BEGIN Supplied material
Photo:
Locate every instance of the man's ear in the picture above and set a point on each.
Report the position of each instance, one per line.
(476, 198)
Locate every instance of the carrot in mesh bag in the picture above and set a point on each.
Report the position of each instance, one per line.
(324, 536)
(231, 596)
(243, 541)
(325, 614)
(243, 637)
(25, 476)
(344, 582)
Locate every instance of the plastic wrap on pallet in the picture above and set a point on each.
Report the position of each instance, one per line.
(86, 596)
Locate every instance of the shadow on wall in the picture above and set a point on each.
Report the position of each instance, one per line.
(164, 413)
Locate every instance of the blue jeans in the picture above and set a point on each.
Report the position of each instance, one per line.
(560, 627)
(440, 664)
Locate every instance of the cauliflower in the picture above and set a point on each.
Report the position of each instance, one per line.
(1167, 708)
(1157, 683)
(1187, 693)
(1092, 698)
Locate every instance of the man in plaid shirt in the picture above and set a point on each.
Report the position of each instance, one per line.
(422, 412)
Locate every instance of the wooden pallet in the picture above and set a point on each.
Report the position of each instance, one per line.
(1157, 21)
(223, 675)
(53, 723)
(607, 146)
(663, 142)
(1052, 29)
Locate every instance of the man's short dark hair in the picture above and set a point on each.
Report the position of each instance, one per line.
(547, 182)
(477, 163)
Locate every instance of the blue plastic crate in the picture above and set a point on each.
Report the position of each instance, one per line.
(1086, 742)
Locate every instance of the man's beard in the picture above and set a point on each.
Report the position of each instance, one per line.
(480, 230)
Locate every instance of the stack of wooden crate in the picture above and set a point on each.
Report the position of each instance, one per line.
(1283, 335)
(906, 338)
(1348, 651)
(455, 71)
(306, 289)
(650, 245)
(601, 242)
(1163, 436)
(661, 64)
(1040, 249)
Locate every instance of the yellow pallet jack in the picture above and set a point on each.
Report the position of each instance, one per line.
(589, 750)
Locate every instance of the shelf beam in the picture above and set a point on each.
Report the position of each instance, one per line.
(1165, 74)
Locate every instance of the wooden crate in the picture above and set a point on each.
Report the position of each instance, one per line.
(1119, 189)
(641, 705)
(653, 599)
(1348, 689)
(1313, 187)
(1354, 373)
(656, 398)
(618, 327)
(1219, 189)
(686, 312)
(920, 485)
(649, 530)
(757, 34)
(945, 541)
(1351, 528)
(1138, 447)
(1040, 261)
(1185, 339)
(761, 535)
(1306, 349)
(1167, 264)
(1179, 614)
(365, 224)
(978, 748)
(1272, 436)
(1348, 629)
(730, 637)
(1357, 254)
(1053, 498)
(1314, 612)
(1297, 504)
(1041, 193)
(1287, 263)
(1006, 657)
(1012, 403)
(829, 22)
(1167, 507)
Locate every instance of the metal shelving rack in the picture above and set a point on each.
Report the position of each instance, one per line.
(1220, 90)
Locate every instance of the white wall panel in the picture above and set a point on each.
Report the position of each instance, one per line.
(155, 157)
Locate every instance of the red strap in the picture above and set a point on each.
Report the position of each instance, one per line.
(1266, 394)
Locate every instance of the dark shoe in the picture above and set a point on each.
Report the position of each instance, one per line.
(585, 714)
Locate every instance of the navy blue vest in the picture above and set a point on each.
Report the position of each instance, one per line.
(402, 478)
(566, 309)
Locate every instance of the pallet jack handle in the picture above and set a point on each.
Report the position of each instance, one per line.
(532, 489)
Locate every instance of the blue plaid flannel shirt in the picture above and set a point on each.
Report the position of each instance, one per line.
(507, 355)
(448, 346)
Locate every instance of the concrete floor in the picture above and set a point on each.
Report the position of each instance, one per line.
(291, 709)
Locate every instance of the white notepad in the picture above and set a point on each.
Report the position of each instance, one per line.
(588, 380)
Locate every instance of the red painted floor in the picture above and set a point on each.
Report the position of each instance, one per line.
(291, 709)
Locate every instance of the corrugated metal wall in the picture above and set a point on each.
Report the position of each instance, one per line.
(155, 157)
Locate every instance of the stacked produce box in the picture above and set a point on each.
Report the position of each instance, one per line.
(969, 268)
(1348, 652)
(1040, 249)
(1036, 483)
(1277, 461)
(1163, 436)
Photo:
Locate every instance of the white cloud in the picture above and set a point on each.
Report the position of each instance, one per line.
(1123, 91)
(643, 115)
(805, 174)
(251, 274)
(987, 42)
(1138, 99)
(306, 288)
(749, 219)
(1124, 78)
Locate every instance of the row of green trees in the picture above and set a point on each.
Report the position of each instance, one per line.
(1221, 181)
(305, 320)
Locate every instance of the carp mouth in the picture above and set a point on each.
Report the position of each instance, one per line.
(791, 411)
END Supplied material
Problem to solve:
Considering only the data above, return the lines in which "floor" occurs.

Result below:
Locate every instance of the concrete floor in the picture above and set a point on each.
Locate every instance of the red painted floor in the picture above and set a point on each.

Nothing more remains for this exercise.